**Material supplied**

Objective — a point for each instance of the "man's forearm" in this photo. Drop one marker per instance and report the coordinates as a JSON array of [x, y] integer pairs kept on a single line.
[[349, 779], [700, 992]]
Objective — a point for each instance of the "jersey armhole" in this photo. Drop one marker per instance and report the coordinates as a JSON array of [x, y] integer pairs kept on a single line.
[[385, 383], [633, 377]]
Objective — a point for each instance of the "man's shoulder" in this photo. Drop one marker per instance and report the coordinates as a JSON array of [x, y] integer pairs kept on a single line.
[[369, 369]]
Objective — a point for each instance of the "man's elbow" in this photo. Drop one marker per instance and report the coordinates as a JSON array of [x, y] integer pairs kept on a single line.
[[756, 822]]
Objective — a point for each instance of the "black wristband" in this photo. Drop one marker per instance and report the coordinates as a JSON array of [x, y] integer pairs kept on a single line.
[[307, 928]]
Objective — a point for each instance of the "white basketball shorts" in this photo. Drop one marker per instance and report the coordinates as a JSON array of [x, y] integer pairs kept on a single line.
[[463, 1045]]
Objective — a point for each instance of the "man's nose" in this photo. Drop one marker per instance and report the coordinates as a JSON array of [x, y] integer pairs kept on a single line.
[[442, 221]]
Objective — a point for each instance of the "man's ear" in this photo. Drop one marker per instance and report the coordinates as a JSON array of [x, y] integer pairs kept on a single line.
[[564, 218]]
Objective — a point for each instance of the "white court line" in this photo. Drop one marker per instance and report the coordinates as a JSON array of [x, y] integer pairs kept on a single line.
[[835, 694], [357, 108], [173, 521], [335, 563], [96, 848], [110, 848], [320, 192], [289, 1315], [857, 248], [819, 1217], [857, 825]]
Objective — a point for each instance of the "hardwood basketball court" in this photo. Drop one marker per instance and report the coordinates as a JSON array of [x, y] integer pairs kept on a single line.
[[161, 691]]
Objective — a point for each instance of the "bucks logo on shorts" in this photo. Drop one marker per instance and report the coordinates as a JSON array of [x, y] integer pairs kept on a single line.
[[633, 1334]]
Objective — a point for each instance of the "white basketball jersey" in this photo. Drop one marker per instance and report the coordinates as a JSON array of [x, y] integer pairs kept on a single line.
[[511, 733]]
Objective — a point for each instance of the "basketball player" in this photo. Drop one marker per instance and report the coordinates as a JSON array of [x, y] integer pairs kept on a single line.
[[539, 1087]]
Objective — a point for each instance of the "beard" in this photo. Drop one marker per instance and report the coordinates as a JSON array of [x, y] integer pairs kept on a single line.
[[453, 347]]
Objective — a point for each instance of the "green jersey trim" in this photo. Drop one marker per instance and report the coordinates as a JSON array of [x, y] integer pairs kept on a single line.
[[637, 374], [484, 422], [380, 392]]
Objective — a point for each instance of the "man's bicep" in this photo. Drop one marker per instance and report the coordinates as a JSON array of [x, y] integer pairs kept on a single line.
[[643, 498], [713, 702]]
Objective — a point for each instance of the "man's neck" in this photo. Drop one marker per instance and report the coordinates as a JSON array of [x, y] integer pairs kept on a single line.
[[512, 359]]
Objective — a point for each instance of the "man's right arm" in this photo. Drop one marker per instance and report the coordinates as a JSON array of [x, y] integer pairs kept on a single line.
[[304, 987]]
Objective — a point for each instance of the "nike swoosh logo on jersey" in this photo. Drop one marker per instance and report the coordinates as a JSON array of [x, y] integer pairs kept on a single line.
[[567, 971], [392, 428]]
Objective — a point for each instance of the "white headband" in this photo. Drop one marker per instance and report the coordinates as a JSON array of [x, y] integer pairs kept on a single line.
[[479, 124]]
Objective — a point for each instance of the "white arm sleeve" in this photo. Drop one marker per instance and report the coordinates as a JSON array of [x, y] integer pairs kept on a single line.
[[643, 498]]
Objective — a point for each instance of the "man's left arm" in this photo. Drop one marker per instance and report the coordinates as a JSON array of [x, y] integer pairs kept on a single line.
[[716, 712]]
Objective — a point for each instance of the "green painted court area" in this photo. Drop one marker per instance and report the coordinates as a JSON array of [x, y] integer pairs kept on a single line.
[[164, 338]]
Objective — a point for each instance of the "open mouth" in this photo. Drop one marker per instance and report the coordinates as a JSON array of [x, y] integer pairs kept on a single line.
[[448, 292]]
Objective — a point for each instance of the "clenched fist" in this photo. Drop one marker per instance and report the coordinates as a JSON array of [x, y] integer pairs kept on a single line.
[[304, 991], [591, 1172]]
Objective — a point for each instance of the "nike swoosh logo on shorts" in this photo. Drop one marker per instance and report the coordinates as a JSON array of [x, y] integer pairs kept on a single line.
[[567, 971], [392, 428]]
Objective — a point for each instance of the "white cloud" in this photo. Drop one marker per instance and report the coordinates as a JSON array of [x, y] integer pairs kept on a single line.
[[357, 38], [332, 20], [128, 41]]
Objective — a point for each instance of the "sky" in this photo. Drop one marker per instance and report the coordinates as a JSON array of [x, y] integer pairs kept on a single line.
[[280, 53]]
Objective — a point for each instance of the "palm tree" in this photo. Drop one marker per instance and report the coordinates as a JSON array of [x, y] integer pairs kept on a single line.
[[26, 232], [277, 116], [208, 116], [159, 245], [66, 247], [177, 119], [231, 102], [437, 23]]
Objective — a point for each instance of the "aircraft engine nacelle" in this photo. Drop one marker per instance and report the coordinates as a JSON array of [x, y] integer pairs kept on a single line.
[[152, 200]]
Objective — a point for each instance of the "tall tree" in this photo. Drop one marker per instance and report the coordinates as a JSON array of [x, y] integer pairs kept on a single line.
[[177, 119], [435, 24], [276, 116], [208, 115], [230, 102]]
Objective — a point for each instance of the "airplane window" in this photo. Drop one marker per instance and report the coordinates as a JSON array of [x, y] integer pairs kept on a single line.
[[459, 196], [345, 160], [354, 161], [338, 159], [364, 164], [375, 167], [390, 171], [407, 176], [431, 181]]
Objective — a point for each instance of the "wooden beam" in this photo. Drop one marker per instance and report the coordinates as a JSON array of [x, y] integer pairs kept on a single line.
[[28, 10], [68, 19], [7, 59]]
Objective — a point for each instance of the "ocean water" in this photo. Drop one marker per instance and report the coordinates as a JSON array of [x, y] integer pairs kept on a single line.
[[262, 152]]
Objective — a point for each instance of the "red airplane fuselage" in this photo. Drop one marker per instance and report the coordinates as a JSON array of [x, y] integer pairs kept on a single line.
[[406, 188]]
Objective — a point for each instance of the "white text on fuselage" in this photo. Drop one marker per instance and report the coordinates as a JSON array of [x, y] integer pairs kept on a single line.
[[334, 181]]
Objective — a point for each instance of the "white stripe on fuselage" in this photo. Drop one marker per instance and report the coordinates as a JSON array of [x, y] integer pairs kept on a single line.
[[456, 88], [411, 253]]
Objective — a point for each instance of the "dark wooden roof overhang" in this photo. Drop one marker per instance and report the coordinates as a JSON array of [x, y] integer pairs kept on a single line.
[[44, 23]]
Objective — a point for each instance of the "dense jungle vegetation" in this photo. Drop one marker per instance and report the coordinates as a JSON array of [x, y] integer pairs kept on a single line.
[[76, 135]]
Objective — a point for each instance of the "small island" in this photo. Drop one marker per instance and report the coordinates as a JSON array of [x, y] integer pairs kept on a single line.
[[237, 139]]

**Task item**
Word for word, repeat each entry from the listing above.

**Result of this task**
Objective — a point for each instance of the "man's forearm" in this photo. Drop one marker per instance and report the coordinates as a JSON array of [x, y] integer pairs kept on a single line.
[[349, 779], [700, 992]]
Objective — a point for each instance of the "jersey armhole" in this photo. Drop one marker per instance and report the coordinates as a JSON array of [x, y] integer pairs kept on a single line.
[[385, 383], [633, 377]]
Objective — a point for each instance of the "man's shoulder" in this photo. Drop one marker per instance and report the coordinates as a JSON array of [x, y] integer pairs kept on a single line.
[[369, 369]]
Objective — a point for each instance of the "man's elbow" in this photo. Drop one marker per instance and report the coordinates as a JSON array of [x, y] integer pairs kept on a single line.
[[756, 822]]
Objective — a point for each instance of the "black wristband" in this photo. Drop one marker per instance and report the coordinates as a JSON array of [x, y] integer pairs kept on a single line.
[[307, 928]]
Objective — a point for each instance of the "white basketball shorts" in this photo. Drop one marker per instance and report the coordinates as a JSON array of [x, y] integer pairs kept on a single line.
[[463, 1045]]
Objective — a point for each instance of the "man's nose" in this photo. Drop one marker per instance and report the coordinates as a JSON array of [x, y] integer pairs kept on a single line.
[[442, 221]]
Objective — a point for each instance of the "man's ear" in this photo. Drop one marker per instance and report the coordinates as a JSON array of [x, y] integer pairs kept on a single line.
[[564, 218]]
Objective — a point for each instance of the "white court line" in this photo. Drop one marker per instance and report the coordinates as a JSON array of [x, y] integer pairs kept on a single line.
[[835, 694], [357, 108], [173, 521], [335, 563], [96, 848], [110, 848], [320, 192], [289, 1315], [857, 248], [819, 1217], [857, 825]]
Objective — a point for each instance of the "hardwood basketball court" in this photo. Drop one marker per instance and report the coordinates as a JSON array of [x, y] integer pairs kept on a single line.
[[161, 691]]
Objective — a point for each instance of the "bucks logo on shorts" in this photo. Drop one marker per instance and report the coordinates as a JSON array of [x, y] integer pairs kept on a single line.
[[633, 1334]]
Objective — a point for each instance of the "white basketball jersey" in this photo. Drop one marker per instance and report the coordinates as a JSON array of [x, y] integer pairs kept on a single line.
[[511, 733]]
Objective — a point for each instance of the "basketball player" in this photo. Drop one marker per instance and report the coordinates as a JSON array of [x, y] integer pairs kept on a single line.
[[539, 1087]]
Objective — a point for each instance of the "beard" in this photo. Drop one marker per instance and report the coordinates as a JSON array of [x, y] integer pairs kept on a single line.
[[453, 347]]
Objective — a point for each instance of the "green jersey trim" in this photo. Drop one marker per instance and report the coordinates as a JSON array of [x, y] integer pairs kept on a single line.
[[637, 374], [484, 422], [380, 392]]
Objective — a point for each instance of the "man's bicep" in this photo. Drop one marker per instance and report the coordinates as a JSON array of [x, y] integer pairs kept on a single line.
[[643, 498], [713, 702]]
Objective — a point for each instance of the "man's neck" in this photo. Drop one marker per instance and report the coordinates as a JSON array of [x, y] integer pairs kept on a single line.
[[512, 359]]
Objective — a point for each instance of the "man's right arm" in this photo. Drop one marker per instance and report the coordinates as a JSON array of [x, y] integer pairs kept on a single line.
[[304, 987]]
Objective — a point for each instance of the "nike swoosh logo on jersey" in this photo. Drop one marker per instance and report the coordinates as a JSON array of [x, y] integer pairs kept on a single line.
[[567, 971], [392, 428]]
Objective — a point for each instance of the "white headband" in this photo. Drop one marker per instance and report the coordinates as a JSON array of [x, y] integer pairs kept on a single line.
[[479, 124]]
Objective — a point for each instance of the "white arm sleeve" in this photo. Drop one marker per instance and report the coordinates as a JSON array of [x, y] integer pairs kept on a single line.
[[643, 498]]
Objective — a point for each instance of the "man's left arm" in this photo. Drop one marker per instance and report the coordinates as a JSON array of [x, y] integer pairs kept on a single line.
[[716, 712]]
Objective — a point for each instance of the "green painted court area" in this photo. Drop one marker per instance and report the coordinates as a JSON array of [x, y] integer pairs kept on a single line.
[[164, 338]]
Objective — a point for each instance of the "open mouth" in this photo. Drop one marker per instance and report the coordinates as a JSON array of [x, y] integer pairs kept on a single line.
[[448, 292]]
Objective — a point for each instance of the "clenched fist" in this photo. Drop one marker per instance and report the coordinates as a JSON array of [x, y] integer pairs kept on a single line.
[[304, 991], [591, 1172]]
Objective — a point for each instance of the "nike swoosh logo on shorts" in this photo. Drop one marker per instance and report the coordinates as a JSON array of [x, y] integer pairs kept on a single line.
[[567, 971], [392, 428]]
Objective — a point for each instance of the "white cloud" in this photo. Drop one marker per instance and report the coordinates as a JSON array of [x, y] integer pairs kept on a single line.
[[357, 38], [332, 20], [128, 41]]
Objective — a point for each instance of the "sky" in this photo. Drop one marker per instance and report the coordinates as a JSON array of [x, y] integer pairs kept on a single line.
[[280, 53]]
Objective — a point for each instance of the "palm tree" in this photo. Drop one marker per instance and report the coordinates as a JSON array of [x, y] integer pairs kept on a single line.
[[26, 232], [277, 116], [208, 116], [159, 245], [66, 247], [177, 119], [231, 102], [437, 23]]
Objective — a point for each instance of the "aircraft engine nacelle" in this photo. Drop one marker per instance and report the coordinates as a JSON array of [x, y] integer pairs kept on a single line.
[[152, 200]]
Objective — a point for each instance of the "tall tree" in this photo. Drop one marker per instance and report the coordinates as a JSON array of [x, y] integer pairs kept on a single line.
[[177, 119], [435, 24], [276, 116], [208, 115], [230, 102]]
Objective — a point for each instance of the "airplane window" in this photo. Drop one marker per instance and report the coordinates as a JSON array of [x, y] integer pairs kept on a single line.
[[459, 196], [345, 160], [354, 161], [338, 159], [364, 164], [375, 167], [390, 171], [407, 176], [431, 181]]
Objective — a point for each instance of the "wooden beam" in this photo. Drop one marker per instance and report the coordinates as a JSON array of [x, y] integer pairs kept on a single line.
[[28, 10], [68, 19], [7, 59]]
Objective — a point for each instance of the "ocean water" in this photo. Drop one marker per instance and report the coordinates as a JSON array of [x, y] integer pairs kept on a single line.
[[262, 152]]
Objective — a point for each instance of the "red airplane fuselage" in this photo. Drop one marker per instance and report the coordinates as a JSON array of [x, y] integer pairs kept on a single line.
[[406, 188]]
Objective — a point for each instance of the "white text on fuselage" in this photo. Drop one marker per instance and report the coordinates as a JSON array of [x, y] integer pairs kept on a single line.
[[334, 181]]
Objective — a point for each instance of the "white stripe on fuselage" in this photo. Drop one marker per instance and report the coordinates as a JSON array of [x, y] integer pairs kept on a single line.
[[456, 88], [411, 253]]
Objective — a point for each instance of the "dark wooden roof overhang" in this photo. Drop one marker per instance and report the coordinates as a JSON array of [x, y] integer pairs kept on a single line.
[[44, 23]]
Objective — a point for each instance of the "dense jungle vegetation" in this photo. Drop one marker per instance and report the coordinates as a JSON array of [x, y] integer pairs kept on a single line.
[[76, 135]]
Objective — a point for each instance of the "small island" in this photo. Drop one marker per instance and report the coordinates as a JSON array of [x, y] integer pairs kept on a single line.
[[237, 139]]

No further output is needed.